**Written exercise**
Copy the material below line for line, without changing anything.

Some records
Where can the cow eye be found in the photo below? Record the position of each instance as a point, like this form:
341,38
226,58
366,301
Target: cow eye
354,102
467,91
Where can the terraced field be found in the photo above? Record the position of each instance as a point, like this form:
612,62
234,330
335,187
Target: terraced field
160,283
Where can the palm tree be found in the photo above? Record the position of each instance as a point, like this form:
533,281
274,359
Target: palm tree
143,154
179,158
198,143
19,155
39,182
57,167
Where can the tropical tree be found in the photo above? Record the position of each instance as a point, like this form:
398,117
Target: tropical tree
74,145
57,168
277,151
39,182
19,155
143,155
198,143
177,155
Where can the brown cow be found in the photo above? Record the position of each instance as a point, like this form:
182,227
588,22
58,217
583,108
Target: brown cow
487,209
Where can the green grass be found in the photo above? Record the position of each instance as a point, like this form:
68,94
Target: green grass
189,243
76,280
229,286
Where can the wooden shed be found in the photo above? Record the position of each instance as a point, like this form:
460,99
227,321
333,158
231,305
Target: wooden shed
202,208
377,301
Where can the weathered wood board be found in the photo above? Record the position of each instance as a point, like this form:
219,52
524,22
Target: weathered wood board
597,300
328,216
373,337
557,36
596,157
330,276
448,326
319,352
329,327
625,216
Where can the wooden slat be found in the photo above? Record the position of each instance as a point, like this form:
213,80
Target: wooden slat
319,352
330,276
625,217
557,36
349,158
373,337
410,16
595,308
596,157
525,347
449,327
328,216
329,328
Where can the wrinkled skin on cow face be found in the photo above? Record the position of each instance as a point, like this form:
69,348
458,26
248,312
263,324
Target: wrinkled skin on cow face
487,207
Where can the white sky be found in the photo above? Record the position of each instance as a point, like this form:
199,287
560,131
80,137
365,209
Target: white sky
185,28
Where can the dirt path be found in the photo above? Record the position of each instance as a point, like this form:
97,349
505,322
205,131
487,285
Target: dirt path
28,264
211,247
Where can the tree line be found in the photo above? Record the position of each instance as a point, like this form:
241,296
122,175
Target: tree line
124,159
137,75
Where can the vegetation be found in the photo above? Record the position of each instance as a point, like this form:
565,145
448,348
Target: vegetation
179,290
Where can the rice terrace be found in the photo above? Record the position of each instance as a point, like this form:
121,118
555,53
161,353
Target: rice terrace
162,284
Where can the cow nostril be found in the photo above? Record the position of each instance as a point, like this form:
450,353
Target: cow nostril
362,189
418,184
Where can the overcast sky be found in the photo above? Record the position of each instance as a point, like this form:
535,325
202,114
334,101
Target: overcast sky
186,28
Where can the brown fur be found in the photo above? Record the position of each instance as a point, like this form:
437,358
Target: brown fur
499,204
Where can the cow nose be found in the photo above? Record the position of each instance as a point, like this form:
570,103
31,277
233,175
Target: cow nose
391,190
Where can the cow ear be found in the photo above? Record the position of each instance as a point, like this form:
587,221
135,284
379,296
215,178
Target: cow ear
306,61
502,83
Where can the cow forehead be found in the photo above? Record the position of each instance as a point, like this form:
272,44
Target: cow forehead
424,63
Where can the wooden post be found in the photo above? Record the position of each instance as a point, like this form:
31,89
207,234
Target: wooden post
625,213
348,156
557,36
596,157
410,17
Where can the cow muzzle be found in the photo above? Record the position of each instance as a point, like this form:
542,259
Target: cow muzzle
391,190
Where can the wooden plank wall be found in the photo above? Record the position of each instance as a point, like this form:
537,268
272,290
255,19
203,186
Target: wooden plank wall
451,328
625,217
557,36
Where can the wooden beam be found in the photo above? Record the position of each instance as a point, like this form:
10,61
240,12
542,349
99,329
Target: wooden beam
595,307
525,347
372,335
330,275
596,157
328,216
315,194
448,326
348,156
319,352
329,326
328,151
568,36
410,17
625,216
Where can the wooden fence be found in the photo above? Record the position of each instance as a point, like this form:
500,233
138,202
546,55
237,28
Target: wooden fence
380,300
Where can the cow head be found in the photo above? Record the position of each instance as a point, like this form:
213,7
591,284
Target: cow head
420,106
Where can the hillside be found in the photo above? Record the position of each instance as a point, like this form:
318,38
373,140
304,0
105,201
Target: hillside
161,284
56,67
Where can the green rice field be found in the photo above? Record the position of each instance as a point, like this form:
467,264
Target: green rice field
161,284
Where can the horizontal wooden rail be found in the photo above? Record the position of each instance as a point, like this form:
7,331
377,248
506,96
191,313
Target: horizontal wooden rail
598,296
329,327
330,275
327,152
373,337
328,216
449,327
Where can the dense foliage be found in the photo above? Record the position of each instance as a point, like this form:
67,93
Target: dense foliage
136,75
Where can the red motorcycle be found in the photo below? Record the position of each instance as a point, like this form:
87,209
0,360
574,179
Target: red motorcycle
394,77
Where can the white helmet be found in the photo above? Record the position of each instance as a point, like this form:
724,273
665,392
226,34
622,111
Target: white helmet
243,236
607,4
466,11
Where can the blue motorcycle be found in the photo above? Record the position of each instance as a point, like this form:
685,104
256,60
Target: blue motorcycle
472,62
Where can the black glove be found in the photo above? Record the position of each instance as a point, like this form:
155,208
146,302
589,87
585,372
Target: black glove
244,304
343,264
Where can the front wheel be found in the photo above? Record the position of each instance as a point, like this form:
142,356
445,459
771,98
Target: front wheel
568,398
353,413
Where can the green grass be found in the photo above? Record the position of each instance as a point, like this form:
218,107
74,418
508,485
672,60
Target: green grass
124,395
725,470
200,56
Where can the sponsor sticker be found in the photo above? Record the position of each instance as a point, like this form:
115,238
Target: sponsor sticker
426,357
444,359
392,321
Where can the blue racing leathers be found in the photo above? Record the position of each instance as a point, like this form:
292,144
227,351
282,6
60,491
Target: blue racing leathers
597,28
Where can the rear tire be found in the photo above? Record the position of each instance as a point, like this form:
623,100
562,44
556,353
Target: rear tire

**Reply to the task**
Where can the cow eye be found in the photo below? Record the position of each instance as a point, like this form:
341,38
226,58
366,301
Target: cow eye
354,102
467,91
Where can the terraced field be found in the photo above? Record the position of each instance as a point, like this form:
612,62
234,330
335,187
Target: terraced field
160,283
Where can the palm tree be found in the photo above? Record the position of each instance as a point, like this form:
533,281
274,359
Target: palm tree
143,154
179,158
198,143
19,155
39,182
57,167
Where can the tropical tree be found in the photo above? Record the position of each instance as a point, like this form:
398,117
Target: tropical tree
74,145
57,168
277,151
39,182
19,155
143,155
198,143
177,155
Where can the brown cow be found in the photo above? Record the position of each instance as a point, like this form:
182,227
588,22
58,217
583,108
Target: brown cow
487,209
Where can the green grass be found in the photo above? Record the position of each instance as a point, like this form:
68,94
Target: green grass
189,243
76,280
229,286
Where can the wooden shed be found in the photo above? Record the position of each instance as a point, like this form:
460,99
227,321
333,158
231,305
Target: wooden shed
202,208
377,301
Where can the weathered wood board be found in the photo above? Record the position of each instance as a point, like this form:
219,52
524,22
Target: weathered wood board
597,300
328,216
373,337
557,36
596,157
330,276
448,326
319,352
329,327
625,216
Where can the wooden slat be found in the photo above? Record the position of each instance as a point, like this form:
213,80
Target: wooden slat
319,352
330,276
625,217
557,36
349,158
373,337
410,16
595,308
596,157
525,347
449,327
328,216
329,328
Where can the wrinkled skin on cow face be found in the photo above? Record the position of each instance as a point, like this form:
69,348
458,26
248,312
263,324
Target: wrinkled skin on cow face
487,207
Where can the white sky be found in the photo above? Record the position of each instance as a point, like this form:
199,287
560,131
80,137
365,209
Target: white sky
185,28
Where can the dirt path be found in the photo above? Record the position of each instance as a point, like this form:
97,349
505,322
205,131
487,285
Target: dirt path
28,264
211,247
Where can the tree line be found in the photo above? Record the position of each instance as a point, like this form:
241,296
122,175
Target: tree line
124,159
137,75
Where can the vegetation be found in the photo above? Record the position of each instance as a point, like this form:
565,145
448,348
Target: vegetation
179,290
Where can the rice terrace be found in the photo above? Record the position of each instance as a point, like this form:
121,118
555,53
161,353
Target: rice terrace
162,284
Where can the cow nostril be found in the photo above? Record the position of each instance as a point, like this form:
450,353
Target: cow nostril
362,189
418,184
Where can the overcast sky be found in the photo above? Record the position of each instance as a point, like this form:
535,325
202,114
334,101
Target: overcast sky
186,28
Where can the brown fur be found in the photo above? Record the position of each instance as a point, like this form:
437,358
Target: brown fur
499,204
Where can the cow nose be found in the photo above? Record the position of each instance as a point, like this form:
570,103
31,277
233,175
Target: cow nose
391,190
Where can the cow ear be found in the photo above? Record the position of each instance as a point, like this form:
587,221
135,284
379,296
215,178
Target: cow ear
306,61
502,83
Where can the cow forehead be found in the photo above? Record the position of each instance as a point, like this form:
272,44
Target: cow forehead
424,63
Where can the wooden post be found in the photo above? Record the position of each instance as a point, like this form:
31,89
207,234
Target: wooden post
625,213
348,156
557,36
596,157
410,17
Where can the cow muzzle be found in the photo above? Record the position of each instance as a point, like this form:
542,259
Target: cow muzzle
391,190
Where can the wooden plank wall be found in the photo above? Record the position of each instance as a point, like this form:
537,268
272,290
255,19
203,186
Target: wooden plank wall
451,328
625,217
557,36
Where can the wooden beam be found in the photo above? Record the position of each instance as a point, like this form:
10,61
240,12
542,349
99,329
Target: wooden beam
595,307
525,347
372,335
330,275
596,157
328,216
315,194
448,326
348,156
319,352
329,326
328,151
568,36
410,17
625,216
Where can the wooden fence be found in the photo above? Record the position of each instance as a point, like this form:
500,233
138,202
546,55
237,28
Target: wooden fence
380,300
Where can the cow head be found in the photo above? Record the position of each instance as a point, like this form:
213,7
591,284
Target: cow head
420,106
Where can the hillside be found in the photo above? Record the position of each instance as a point, like this form:
318,38
373,140
304,0
105,201
Target: hillside
161,284
56,67
Where can the green rice field be found in the photo above? Record the position of each instance as a point, like this form:
467,264
Target: green rice field
161,284
Where can the horizontal wooden rail be found in the photo above? Record the position of each instance as a point, like this form:
7,331
377,248
506,96
191,313
Target: horizontal wooden rail
598,296
329,327
330,275
327,152
373,337
328,216
449,327
Where can the dense foliage be found in the photo above? Record the position of each instance as a point, like this form:
67,93
Target: dense foliage
136,75
Where can the red motorcycle be found in the photo below? Record the position of each instance as a point, like this form:
87,209
0,360
574,179
Target: red motorcycle
394,77
Where can the white helmet be found in the photo above? Record the position of each instance as a point, like this form:
724,273
665,392
226,34
622,111
Target: white helmet
243,236
607,4
466,11
Where can the blue motorcycle be found in the photo above? Record the position of each instance as a point, like this form:
685,104
256,60
Target: blue motorcycle
472,62
Where can the black glove be found in the photo above? Record the position of each instance as a point, like this form:
155,208
146,302
589,87
585,372
Target: black glove
244,304
343,264
Where can the front wheel be found in the photo above? Record the position of each instance as a point, like this form:
142,356
445,459
771,98
Target: front wheel
568,398
353,413
Where can the green grass be found in the photo above? Record the position of each instance as a point, like this form:
218,107
74,418
508,485
672,60
Target: green grass
124,395
725,470
200,56
Where can the sponsor sticker be found in the photo above? Record the position of each instance as a point, like this form:
115,238
Target: sponsor sticker
426,357
444,359
392,321
Where can the blue racing leathers be found in the photo above? Record the position of each instance as a point, like this form:
292,144
227,351
282,6
60,491
Target: blue racing leathers
597,28
Where can the rear tire be found in the photo above? Record the position of each instance as a point, like this form:
623,100
562,44
556,353
Target: rear tire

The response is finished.